[DATASET CONTENT — start]

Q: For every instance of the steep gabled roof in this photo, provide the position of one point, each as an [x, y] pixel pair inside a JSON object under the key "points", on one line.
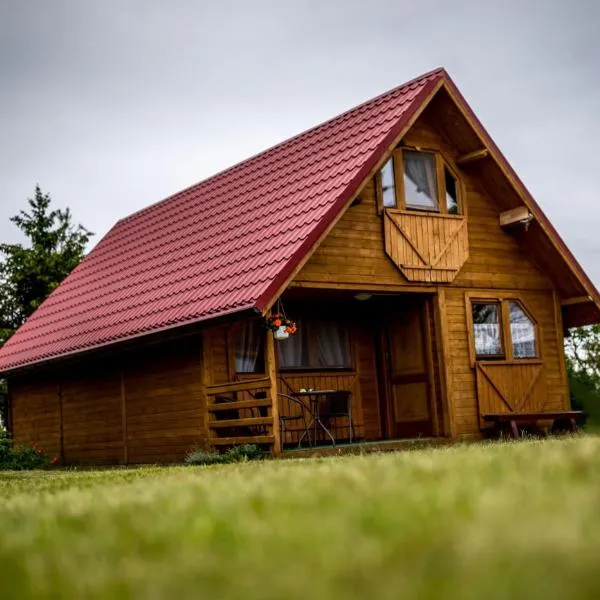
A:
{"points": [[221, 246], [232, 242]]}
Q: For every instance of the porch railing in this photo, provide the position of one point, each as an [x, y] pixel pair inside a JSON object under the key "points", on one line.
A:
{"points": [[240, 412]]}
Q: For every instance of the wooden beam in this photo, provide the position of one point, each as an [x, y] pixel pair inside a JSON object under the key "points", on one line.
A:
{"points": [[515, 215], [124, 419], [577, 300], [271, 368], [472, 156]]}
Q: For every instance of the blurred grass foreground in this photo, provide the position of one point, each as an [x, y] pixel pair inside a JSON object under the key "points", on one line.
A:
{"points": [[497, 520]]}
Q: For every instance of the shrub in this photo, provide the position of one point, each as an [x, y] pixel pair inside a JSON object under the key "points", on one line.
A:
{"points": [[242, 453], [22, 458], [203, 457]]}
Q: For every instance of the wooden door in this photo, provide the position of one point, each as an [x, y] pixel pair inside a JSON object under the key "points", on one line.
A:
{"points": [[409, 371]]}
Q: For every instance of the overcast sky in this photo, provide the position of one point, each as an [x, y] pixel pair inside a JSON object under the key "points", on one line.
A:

[DATASET CONTENT — finish]

- ABOUT THIS EXERCISE
Give exactly, and nothing besides, the lines from the one in which "Q: For every instance of the overcast" occurs through the end of the records.

- RESULT OF THIS EXERCISE
Q: For every instance of the overcast sky in this photo, provide the position of one point, each as an [x, y] pixel pair inside a JSON object under the key "points", on one line.
A:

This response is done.